▶ [EXERCISE DIRECTIONS] Pull out every line of the lines below that contains the word "wooden".
** BEGIN RECORDS TO PROCESS **
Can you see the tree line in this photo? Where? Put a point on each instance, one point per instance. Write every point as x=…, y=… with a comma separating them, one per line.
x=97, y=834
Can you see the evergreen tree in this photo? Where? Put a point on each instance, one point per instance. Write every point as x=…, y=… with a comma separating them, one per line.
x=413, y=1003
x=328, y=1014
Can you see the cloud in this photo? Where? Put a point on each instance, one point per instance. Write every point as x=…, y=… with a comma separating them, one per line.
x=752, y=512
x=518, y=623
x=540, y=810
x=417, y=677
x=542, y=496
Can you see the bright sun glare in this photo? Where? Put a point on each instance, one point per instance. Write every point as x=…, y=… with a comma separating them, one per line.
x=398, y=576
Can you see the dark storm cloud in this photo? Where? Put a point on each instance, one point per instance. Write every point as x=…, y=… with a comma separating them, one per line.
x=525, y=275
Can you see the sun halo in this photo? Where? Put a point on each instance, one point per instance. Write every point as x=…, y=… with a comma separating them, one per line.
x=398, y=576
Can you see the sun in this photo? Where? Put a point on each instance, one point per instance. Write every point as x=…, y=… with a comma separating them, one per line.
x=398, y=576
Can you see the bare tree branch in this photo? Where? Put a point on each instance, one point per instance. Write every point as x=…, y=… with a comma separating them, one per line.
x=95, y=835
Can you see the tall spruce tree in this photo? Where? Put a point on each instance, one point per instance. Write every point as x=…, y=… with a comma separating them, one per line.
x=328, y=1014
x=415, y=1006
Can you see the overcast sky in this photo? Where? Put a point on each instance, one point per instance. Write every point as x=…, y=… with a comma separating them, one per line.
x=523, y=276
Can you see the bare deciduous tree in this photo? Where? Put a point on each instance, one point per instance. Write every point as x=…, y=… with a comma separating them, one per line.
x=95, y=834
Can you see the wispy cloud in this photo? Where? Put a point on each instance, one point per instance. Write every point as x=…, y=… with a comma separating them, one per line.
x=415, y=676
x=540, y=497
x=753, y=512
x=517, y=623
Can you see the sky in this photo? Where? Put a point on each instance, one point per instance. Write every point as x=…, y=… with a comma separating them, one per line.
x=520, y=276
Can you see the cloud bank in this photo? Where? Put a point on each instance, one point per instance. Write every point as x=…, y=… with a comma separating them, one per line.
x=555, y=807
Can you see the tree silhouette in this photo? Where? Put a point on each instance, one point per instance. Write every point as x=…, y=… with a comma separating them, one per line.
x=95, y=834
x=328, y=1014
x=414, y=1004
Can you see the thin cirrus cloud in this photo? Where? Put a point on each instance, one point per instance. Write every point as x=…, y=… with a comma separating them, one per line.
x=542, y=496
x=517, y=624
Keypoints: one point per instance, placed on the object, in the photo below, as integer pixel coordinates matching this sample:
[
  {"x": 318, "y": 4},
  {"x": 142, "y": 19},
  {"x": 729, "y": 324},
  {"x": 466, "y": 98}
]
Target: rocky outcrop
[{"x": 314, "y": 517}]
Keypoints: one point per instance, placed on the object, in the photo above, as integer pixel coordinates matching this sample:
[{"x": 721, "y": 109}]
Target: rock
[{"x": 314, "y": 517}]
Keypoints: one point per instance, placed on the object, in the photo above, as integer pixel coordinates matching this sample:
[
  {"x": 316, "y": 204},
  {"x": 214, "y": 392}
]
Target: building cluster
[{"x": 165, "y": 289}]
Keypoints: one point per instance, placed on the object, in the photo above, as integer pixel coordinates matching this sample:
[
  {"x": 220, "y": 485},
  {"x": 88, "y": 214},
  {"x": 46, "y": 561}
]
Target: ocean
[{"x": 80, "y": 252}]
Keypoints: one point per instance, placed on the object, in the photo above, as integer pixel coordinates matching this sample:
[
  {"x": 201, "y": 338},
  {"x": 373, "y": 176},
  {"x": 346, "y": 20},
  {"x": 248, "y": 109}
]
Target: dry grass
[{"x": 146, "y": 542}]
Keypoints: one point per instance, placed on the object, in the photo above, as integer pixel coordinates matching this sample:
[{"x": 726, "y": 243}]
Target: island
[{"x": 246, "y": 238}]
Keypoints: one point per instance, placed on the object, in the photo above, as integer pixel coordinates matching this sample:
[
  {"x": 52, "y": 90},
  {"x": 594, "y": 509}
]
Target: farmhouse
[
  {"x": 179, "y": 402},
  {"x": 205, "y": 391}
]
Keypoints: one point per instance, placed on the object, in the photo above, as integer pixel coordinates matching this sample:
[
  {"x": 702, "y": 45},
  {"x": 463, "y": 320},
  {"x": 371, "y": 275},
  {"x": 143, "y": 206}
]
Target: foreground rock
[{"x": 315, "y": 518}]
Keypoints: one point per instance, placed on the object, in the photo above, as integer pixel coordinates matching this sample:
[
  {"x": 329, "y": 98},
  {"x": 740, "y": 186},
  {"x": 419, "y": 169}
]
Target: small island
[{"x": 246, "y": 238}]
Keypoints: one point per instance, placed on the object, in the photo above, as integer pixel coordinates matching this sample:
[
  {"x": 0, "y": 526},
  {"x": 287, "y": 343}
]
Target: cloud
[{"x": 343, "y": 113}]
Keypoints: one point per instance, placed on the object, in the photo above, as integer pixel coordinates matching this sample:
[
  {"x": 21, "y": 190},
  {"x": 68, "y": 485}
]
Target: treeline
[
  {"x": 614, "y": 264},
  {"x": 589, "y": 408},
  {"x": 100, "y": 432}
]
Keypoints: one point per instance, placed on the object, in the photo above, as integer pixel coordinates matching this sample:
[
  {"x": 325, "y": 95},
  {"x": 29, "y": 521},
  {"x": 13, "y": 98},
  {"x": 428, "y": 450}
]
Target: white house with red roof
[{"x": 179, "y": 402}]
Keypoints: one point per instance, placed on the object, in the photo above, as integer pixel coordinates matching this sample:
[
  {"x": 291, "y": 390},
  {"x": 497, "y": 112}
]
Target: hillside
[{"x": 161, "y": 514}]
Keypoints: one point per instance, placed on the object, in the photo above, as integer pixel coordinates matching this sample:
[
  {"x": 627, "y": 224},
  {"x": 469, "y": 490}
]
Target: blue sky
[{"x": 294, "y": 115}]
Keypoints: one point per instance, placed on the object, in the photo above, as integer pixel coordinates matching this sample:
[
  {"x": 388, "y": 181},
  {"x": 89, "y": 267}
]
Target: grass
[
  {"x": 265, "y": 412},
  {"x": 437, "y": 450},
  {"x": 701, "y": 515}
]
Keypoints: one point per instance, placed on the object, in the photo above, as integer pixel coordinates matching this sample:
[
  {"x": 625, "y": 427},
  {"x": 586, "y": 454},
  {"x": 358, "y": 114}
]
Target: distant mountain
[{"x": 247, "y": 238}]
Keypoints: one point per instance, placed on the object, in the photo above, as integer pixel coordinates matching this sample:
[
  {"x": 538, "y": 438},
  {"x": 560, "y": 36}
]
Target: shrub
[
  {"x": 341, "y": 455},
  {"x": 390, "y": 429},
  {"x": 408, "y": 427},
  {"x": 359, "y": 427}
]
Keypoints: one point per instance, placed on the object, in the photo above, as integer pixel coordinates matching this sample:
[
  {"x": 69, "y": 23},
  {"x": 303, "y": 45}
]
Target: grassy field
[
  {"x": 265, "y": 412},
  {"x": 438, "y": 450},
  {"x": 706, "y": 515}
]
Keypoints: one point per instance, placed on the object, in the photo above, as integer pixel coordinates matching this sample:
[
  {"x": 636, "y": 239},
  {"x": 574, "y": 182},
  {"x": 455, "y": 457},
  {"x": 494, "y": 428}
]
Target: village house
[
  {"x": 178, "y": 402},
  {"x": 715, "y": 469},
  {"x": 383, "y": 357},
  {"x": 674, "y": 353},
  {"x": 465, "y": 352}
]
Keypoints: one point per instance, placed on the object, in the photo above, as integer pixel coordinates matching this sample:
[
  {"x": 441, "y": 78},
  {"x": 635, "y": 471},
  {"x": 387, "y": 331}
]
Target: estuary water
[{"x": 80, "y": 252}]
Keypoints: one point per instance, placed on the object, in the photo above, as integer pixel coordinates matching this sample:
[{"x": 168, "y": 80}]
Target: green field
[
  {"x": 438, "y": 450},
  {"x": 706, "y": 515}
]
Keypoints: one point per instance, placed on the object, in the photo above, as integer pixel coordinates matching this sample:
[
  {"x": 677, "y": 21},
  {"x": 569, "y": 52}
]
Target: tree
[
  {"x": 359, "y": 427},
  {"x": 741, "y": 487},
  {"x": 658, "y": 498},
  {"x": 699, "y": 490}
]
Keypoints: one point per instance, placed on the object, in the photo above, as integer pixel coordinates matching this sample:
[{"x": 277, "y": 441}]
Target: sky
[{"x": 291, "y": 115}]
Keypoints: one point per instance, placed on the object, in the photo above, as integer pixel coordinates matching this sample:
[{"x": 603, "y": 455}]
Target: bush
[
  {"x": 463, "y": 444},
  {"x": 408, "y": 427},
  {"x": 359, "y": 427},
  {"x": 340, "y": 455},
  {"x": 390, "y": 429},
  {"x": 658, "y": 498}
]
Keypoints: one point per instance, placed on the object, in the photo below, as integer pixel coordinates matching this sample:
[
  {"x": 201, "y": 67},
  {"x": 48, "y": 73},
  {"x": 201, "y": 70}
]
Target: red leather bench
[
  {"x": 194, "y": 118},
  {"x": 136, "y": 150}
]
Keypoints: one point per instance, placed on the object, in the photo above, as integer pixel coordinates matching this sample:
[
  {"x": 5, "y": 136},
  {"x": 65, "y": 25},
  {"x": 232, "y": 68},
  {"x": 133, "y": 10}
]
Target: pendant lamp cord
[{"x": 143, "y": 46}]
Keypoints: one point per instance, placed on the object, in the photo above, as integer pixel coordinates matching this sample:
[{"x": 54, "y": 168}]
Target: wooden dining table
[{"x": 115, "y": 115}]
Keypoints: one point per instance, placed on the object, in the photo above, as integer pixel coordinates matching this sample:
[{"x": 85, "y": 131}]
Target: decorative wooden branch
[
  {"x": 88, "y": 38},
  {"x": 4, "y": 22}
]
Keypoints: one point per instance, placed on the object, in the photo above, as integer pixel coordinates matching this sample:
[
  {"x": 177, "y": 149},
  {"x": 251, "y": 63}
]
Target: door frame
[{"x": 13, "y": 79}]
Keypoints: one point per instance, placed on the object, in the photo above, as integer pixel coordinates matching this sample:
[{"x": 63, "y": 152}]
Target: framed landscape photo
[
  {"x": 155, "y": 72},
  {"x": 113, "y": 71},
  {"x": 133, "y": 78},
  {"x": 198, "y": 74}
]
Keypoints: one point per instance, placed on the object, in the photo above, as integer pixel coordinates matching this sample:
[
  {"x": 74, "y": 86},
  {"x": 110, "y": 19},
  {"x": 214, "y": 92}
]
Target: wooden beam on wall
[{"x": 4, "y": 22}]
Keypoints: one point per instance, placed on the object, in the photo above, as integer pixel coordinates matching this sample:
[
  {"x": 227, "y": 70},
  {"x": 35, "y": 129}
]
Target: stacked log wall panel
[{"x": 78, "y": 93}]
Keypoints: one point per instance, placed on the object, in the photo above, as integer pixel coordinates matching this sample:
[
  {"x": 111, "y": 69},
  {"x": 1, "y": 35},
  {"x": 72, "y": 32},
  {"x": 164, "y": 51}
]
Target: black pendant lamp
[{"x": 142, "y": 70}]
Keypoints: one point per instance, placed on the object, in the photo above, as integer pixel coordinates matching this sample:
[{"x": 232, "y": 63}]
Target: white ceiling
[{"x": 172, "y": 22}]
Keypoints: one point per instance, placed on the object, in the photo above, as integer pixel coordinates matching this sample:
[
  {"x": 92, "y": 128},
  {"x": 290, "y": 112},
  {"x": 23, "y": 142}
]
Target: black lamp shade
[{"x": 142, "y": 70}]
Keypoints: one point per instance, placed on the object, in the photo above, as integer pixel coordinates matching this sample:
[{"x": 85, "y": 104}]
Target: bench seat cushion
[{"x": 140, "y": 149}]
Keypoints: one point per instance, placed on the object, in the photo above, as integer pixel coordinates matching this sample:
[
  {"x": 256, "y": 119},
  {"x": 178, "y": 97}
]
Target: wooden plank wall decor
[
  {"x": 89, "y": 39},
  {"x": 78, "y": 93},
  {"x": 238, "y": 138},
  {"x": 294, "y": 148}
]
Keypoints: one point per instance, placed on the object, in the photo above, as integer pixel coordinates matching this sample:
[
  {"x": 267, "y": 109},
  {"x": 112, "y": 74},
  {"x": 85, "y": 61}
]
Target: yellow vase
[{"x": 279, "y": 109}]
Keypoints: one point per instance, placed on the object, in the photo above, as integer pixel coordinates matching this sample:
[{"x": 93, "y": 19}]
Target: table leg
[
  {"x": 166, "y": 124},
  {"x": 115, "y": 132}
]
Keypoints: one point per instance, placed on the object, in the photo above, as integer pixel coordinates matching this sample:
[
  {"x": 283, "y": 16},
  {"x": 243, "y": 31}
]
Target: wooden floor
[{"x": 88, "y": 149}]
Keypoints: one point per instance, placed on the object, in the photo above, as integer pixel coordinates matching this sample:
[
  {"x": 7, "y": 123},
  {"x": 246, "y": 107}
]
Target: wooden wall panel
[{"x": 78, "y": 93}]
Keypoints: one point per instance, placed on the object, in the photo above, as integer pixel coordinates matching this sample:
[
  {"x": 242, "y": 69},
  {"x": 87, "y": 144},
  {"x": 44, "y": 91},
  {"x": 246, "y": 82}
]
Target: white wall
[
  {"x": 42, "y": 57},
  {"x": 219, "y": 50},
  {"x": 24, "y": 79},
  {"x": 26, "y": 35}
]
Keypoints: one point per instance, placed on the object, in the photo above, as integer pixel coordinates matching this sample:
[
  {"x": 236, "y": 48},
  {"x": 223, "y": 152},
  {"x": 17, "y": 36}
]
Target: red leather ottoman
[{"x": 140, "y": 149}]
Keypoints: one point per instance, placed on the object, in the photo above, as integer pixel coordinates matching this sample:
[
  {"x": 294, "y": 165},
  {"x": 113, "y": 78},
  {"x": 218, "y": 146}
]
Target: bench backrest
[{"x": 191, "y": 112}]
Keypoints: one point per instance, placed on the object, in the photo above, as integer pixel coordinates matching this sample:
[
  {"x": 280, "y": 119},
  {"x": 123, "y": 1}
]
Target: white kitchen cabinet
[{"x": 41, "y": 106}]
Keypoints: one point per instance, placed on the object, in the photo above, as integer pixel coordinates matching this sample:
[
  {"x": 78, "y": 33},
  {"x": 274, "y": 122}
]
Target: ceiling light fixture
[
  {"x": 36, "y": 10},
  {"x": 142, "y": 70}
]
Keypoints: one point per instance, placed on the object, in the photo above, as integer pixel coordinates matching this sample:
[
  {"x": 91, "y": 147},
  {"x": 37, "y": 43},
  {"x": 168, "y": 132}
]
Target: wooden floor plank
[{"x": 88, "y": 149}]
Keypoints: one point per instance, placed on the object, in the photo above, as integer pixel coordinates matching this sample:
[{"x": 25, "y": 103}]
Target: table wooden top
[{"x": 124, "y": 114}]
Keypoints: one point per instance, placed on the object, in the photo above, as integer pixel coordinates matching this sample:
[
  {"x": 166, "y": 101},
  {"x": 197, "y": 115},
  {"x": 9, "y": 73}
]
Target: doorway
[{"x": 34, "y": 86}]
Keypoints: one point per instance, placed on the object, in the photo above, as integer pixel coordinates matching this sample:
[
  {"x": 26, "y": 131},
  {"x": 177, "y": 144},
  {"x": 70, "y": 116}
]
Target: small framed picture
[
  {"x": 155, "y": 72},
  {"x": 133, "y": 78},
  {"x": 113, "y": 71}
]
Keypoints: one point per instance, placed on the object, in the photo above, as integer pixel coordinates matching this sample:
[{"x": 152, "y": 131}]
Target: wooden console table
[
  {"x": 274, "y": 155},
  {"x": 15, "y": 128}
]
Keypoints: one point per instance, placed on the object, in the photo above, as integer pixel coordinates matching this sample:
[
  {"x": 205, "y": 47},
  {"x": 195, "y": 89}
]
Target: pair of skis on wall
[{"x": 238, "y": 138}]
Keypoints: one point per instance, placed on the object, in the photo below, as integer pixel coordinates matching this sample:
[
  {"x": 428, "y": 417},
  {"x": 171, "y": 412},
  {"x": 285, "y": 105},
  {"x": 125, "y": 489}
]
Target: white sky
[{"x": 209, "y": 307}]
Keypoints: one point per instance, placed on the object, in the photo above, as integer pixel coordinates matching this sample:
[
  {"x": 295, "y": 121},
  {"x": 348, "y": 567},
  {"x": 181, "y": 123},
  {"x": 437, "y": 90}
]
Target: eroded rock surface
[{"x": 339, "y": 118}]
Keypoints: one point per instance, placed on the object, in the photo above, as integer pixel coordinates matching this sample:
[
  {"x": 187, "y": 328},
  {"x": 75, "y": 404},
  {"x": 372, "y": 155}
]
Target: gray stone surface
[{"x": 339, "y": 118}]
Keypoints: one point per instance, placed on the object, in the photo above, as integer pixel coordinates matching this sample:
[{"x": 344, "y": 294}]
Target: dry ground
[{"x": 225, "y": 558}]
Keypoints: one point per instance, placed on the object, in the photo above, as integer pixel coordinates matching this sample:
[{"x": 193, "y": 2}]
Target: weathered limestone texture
** END RECORDS TO PROCESS **
▶ [WRITTEN SOLUTION]
Target: wooden dining table
Target: decorative wooden branch
Target: wooden beam on wall
Target: wooden plank wall decor
Target: wooden floor
Target: wooden wall panel
Target: wooden floor plank
Target: table wooden top
Target: wooden console table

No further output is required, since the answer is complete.